* Begin Excerpted data *

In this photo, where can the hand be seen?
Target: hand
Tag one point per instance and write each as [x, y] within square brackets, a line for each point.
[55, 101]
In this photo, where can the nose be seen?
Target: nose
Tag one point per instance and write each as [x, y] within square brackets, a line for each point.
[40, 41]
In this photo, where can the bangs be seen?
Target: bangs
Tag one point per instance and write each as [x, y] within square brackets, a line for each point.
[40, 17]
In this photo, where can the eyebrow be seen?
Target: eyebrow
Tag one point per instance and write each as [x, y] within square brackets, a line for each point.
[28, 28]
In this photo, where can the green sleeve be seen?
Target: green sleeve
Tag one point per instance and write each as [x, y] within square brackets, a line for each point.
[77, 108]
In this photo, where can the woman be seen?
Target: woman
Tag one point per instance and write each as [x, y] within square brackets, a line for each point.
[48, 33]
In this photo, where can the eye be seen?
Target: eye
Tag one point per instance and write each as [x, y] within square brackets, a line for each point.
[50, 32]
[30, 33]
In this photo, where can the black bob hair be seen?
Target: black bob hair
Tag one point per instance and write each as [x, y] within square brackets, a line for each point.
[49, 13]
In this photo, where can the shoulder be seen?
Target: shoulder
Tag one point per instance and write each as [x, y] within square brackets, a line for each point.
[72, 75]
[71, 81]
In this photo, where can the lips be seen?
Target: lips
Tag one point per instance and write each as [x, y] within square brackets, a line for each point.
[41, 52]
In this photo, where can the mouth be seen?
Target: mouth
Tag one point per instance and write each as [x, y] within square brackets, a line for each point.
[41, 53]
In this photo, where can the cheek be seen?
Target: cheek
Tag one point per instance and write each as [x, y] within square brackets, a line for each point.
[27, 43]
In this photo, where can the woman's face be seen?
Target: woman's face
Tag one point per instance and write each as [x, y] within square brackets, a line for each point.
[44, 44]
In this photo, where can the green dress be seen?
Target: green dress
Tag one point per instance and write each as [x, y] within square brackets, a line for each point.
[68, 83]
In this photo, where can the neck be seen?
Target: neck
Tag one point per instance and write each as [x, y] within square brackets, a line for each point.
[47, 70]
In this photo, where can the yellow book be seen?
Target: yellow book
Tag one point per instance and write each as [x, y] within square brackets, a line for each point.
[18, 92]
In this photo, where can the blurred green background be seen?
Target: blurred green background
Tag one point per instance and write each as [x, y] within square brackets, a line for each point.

* End Excerpted data *

Rewrite all the items above, changing every "Tag" to "Mark" and leaving everything else the same.

## Answer for this exercise
In this photo, where can the hand be seen?
Target: hand
Mark one point per instance and write each as [x, y] within square brackets, a line for each point.
[55, 101]
In this photo, where can the nose be seen?
Target: nose
Mark one point per instance and write each as [x, y] within square brackets, a line for each point.
[40, 41]
In this photo, where can the bangs be seen?
Target: bangs
Mark one point per instance and write each as [x, y] within square brackets, a line for each point.
[40, 17]
In this photo, where can the eyebrow be seen?
Target: eyebrow
Mark one point per instance and write each as [x, y] within square brackets, a line for each point.
[28, 28]
In this photo, where can the green sleeve be seen?
Target: green sleeve
Mark one point per instance and write each as [x, y] within square brackets, a line for each point.
[77, 108]
In this photo, where can the woman be seen?
Target: woman
Mark one point per instance and write each as [x, y] within square brackets, a line for each point.
[48, 33]
In this photo, where can the eye be seen?
Target: eye
Mark one point per instance and write each as [x, y] within square brackets, a line for each point.
[50, 32]
[30, 33]
In this photo, where can the black bob hair be seen?
Target: black bob hair
Mark one point per instance and write each as [x, y] within square brackets, a line for each point.
[49, 13]
In this photo, where can the shoulder be seen?
Target: shoulder
Mark one point per instance and write each as [x, y] within square brackets, a line for each point.
[72, 75]
[71, 81]
In this photo, where can the lips be seen?
Target: lips
Mark one point per instance and write each as [x, y] within square brackets, a line for each point.
[41, 52]
In this photo, where can the mouth be seen?
Target: mouth
Mark one point per instance and write each as [x, y] within square brackets, a line for each point.
[41, 53]
In this photo, where can the cheek be seen?
Target: cheek
Mark one point per instance and write each as [x, y] within square brackets, a line for each point.
[27, 43]
In this photo, where can the woman's face be seen?
Target: woman's face
Mark one point per instance and write each as [x, y] within square brackets, a line for each point.
[44, 44]
In this photo, where can the green dress be seen?
Target: green dress
Mark one point per instance and write each as [x, y] within square brackets, a line for each point.
[68, 83]
In this photo, where can the neck be seen?
Target: neck
Mark one point per instance and write each as [x, y] within square brackets, a line for each point.
[47, 70]
In this photo, where can the yellow book be seen?
Target: yellow book
Mark one point per instance and write each as [x, y] within square brackets, a line for each point.
[18, 92]
In this photo, where can the blurred green background be seen?
Target: blurred green background
Mark one point per instance and write each as [x, y] within square brackets, a line for each point.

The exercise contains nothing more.